_WHAT IS REQUIRED_
The entries below are to be returned as written, with all pictures dropped.

_DATA SUPPLIED_

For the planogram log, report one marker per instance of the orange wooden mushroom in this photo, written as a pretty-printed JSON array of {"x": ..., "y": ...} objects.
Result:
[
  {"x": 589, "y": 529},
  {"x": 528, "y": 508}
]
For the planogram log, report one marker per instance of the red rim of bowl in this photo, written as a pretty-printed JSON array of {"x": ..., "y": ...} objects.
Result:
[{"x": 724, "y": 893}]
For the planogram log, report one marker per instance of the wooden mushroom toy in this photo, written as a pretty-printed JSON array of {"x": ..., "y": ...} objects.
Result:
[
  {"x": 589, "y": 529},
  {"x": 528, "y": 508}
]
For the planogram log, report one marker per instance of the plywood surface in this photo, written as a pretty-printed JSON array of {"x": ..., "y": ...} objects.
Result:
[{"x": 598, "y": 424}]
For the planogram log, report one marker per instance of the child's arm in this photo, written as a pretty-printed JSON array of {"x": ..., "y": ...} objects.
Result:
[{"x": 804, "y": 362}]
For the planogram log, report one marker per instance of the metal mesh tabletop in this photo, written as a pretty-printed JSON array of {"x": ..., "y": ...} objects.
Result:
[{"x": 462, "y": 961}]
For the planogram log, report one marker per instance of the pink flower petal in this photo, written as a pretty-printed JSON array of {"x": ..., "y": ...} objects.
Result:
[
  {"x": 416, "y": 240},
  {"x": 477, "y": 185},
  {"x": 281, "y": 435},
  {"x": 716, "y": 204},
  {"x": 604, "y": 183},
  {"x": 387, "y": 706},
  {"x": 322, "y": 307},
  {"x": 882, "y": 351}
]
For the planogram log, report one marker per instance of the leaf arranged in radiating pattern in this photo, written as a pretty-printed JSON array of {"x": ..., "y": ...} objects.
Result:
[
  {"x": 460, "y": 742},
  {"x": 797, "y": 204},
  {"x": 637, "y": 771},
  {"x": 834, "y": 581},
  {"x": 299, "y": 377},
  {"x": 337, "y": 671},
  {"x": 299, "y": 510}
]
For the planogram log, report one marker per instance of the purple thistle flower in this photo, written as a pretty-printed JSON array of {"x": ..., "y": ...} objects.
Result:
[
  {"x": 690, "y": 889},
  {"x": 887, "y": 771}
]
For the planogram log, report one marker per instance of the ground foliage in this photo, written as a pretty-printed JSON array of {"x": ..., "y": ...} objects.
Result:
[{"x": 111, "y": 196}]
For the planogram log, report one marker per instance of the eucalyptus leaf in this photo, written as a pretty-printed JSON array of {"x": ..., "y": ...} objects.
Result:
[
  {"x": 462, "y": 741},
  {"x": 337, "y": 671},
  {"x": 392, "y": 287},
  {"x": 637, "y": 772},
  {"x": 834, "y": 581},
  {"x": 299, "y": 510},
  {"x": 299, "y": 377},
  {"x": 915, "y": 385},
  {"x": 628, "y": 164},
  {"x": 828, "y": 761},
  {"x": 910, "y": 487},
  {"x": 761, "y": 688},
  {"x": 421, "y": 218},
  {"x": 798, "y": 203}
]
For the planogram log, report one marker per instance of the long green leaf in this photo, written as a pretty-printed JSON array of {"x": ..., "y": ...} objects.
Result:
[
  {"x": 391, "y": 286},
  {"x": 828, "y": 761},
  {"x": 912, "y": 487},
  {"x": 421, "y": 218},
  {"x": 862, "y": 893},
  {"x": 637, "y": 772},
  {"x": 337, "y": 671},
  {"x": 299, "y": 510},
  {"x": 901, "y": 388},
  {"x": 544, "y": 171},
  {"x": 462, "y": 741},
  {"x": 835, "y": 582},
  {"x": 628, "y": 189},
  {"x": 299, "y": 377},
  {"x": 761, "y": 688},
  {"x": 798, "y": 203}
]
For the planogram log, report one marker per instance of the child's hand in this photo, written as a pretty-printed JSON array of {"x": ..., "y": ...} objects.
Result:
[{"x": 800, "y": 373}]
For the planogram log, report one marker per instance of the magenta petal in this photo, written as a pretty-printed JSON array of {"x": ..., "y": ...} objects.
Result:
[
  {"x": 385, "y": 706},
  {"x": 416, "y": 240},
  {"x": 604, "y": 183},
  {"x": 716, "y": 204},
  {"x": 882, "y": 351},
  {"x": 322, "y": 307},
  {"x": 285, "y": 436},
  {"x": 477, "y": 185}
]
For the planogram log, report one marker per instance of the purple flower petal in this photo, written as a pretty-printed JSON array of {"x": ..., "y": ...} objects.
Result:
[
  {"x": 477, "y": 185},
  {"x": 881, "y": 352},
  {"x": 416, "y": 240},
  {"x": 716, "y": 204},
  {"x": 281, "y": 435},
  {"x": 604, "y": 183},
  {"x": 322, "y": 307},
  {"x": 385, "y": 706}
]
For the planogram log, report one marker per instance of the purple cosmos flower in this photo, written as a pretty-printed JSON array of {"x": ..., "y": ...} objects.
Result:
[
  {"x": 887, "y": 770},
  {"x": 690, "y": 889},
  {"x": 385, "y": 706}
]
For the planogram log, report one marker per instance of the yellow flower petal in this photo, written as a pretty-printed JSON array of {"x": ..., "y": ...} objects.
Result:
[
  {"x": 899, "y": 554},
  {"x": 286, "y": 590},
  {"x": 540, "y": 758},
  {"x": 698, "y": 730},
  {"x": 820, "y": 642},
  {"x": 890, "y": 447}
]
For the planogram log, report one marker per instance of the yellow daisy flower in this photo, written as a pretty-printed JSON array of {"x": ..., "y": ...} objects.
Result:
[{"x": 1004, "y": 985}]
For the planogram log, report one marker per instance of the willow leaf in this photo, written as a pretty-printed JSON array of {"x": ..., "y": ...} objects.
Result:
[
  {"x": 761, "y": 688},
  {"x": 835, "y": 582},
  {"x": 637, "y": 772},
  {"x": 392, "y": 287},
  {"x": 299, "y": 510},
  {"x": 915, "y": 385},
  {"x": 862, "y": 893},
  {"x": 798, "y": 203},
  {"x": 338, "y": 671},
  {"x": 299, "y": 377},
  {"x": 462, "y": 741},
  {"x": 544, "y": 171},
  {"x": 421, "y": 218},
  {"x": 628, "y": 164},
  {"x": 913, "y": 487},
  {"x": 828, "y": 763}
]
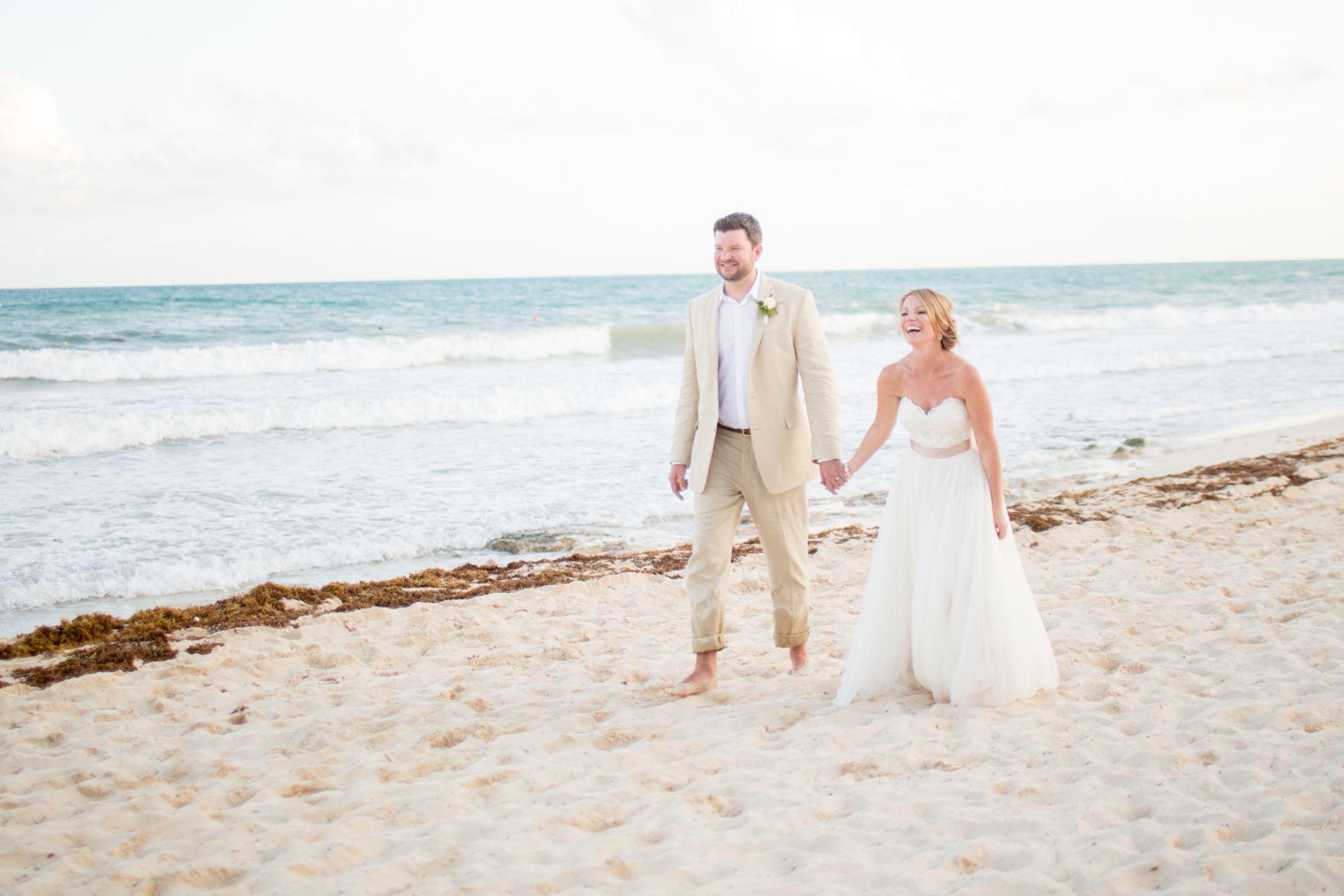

_RESPONSE AREA_
For the planogram log, report one marker per instance of the orange wooden mushroom in this photo, written as a pretty-printed JSON array of {"x": ..., "y": ...} objects.
Result:
[
  {"x": 589, "y": 529},
  {"x": 528, "y": 508}
]
For the planogram log, report one marker per instance of the red rim of bowl in this photo, written as a pretty-printed JSON array of {"x": ..., "y": ...} objects.
Result:
[{"x": 724, "y": 893}]
For the planogram log, report one marker per instance of the wooden mushroom toy in this photo, written as a pretty-printed JSON array of {"x": ..., "y": ...} objects.
Result:
[
  {"x": 589, "y": 529},
  {"x": 528, "y": 508}
]
For the planogram log, report one marker per instance of the plywood surface in this photo, written as a pretty-printed JSON array of {"x": ..., "y": ...} objects.
Result:
[{"x": 598, "y": 424}]
For the planogram log, report one marker per instance of the child's arm in this photo, written as a pretty-printed JSON array of {"x": ..., "y": ...} objects.
Result:
[{"x": 804, "y": 362}]
For the planogram log, report one marker per instance of the metal mesh tabletop in this photo, written as a pretty-printed JSON array of {"x": ..., "y": ...} objects.
Result:
[{"x": 462, "y": 961}]
For the planogram log, report one marker per instance of the pink flower petal in this photo, written as a pretty-printed JSON array of {"x": ..., "y": ...} objects.
Result:
[
  {"x": 416, "y": 240},
  {"x": 477, "y": 185},
  {"x": 281, "y": 435},
  {"x": 716, "y": 204},
  {"x": 604, "y": 183},
  {"x": 387, "y": 706},
  {"x": 322, "y": 307},
  {"x": 882, "y": 351}
]
For the planogram log, report one marker per instance of the leaf arranged in radiating pattern in this photo, written as a pretty-printed JSON array of {"x": ..., "y": ...} objects.
Result:
[
  {"x": 460, "y": 742},
  {"x": 797, "y": 204},
  {"x": 637, "y": 771},
  {"x": 834, "y": 581},
  {"x": 299, "y": 377},
  {"x": 337, "y": 671},
  {"x": 299, "y": 510}
]
For the planogram log, report one marker per instance of the purple thistle flower in this photo, written as a pretty-printed JSON array of {"x": ..., "y": ...} objects.
Result:
[
  {"x": 690, "y": 889},
  {"x": 887, "y": 771}
]
For the planogram log, report one marker per instance of the ground foliage in this photo, written as a pretty-printed JSON array of {"x": ..., "y": ...} objects.
Result:
[{"x": 111, "y": 196}]
For the planogram log, report one marker per instance of the eucalyptus leaf in this photo, written as a pretty-printed JSON array of {"x": ..., "y": ...} objects.
Result:
[
  {"x": 462, "y": 741},
  {"x": 337, "y": 671},
  {"x": 392, "y": 287},
  {"x": 637, "y": 772},
  {"x": 834, "y": 581},
  {"x": 299, "y": 510},
  {"x": 299, "y": 377},
  {"x": 915, "y": 385},
  {"x": 628, "y": 164},
  {"x": 828, "y": 761},
  {"x": 910, "y": 487},
  {"x": 761, "y": 688},
  {"x": 421, "y": 218},
  {"x": 798, "y": 203}
]
For the planogram log, report one marker per instance of the long green leaf in this photo, written as a pretty-printed JSON array of {"x": ..., "y": ...} objects.
Result:
[
  {"x": 391, "y": 286},
  {"x": 828, "y": 761},
  {"x": 912, "y": 487},
  {"x": 421, "y": 218},
  {"x": 862, "y": 893},
  {"x": 637, "y": 772},
  {"x": 337, "y": 671},
  {"x": 299, "y": 510},
  {"x": 901, "y": 388},
  {"x": 544, "y": 171},
  {"x": 462, "y": 741},
  {"x": 835, "y": 582},
  {"x": 628, "y": 189},
  {"x": 299, "y": 377},
  {"x": 761, "y": 688},
  {"x": 798, "y": 203}
]
For the planogram log, report one marker per instance of the child's hand in this photo, written as a pretty-printed JSON array of {"x": ..., "y": ...} objects.
Result:
[{"x": 800, "y": 373}]
For the planogram log, report one marker per instance of the magenta petal in this photo, written as a pretty-printed JSON array of {"x": ..., "y": ...} objects.
Result:
[
  {"x": 385, "y": 706},
  {"x": 416, "y": 240},
  {"x": 604, "y": 183},
  {"x": 716, "y": 204},
  {"x": 882, "y": 351},
  {"x": 322, "y": 307},
  {"x": 285, "y": 436},
  {"x": 477, "y": 185}
]
For the planogram log, report one marker per instance of the purple flower petal in this photo, written as a pretty-printed JSON array of {"x": ..., "y": ...} objects.
Result:
[
  {"x": 477, "y": 185},
  {"x": 881, "y": 352},
  {"x": 416, "y": 240},
  {"x": 716, "y": 204},
  {"x": 281, "y": 435},
  {"x": 604, "y": 183},
  {"x": 322, "y": 307},
  {"x": 385, "y": 706}
]
For the planogram log, report one marker per instance of the purple cosmos flower in this photo, written as a pretty-printed JSON array of {"x": ..., "y": ...} objects.
Result:
[
  {"x": 887, "y": 770},
  {"x": 690, "y": 889},
  {"x": 385, "y": 706}
]
For the planogram log, report one marker per instance of the yellow flower petal in this photo, written as a pretty-printed JSON array of {"x": ..., "y": ...} objects.
Result:
[
  {"x": 899, "y": 554},
  {"x": 286, "y": 590},
  {"x": 540, "y": 758},
  {"x": 698, "y": 730},
  {"x": 820, "y": 642},
  {"x": 890, "y": 447}
]
For the planogram log, report one marker per instance of the yellow daisy flower in this photo, written as a pretty-printed JSON array of {"x": ..., "y": ...} objects.
Result:
[{"x": 1004, "y": 985}]
For the planogram log, report one marker per instance of the willow leaf in this photo, written as a pretty-printed JSON array of {"x": ..., "y": ...} objects.
Result:
[
  {"x": 761, "y": 688},
  {"x": 835, "y": 582},
  {"x": 637, "y": 772},
  {"x": 392, "y": 287},
  {"x": 299, "y": 510},
  {"x": 915, "y": 385},
  {"x": 862, "y": 893},
  {"x": 798, "y": 203},
  {"x": 338, "y": 671},
  {"x": 299, "y": 377},
  {"x": 462, "y": 741},
  {"x": 544, "y": 171},
  {"x": 421, "y": 218},
  {"x": 628, "y": 164},
  {"x": 913, "y": 487},
  {"x": 828, "y": 763}
]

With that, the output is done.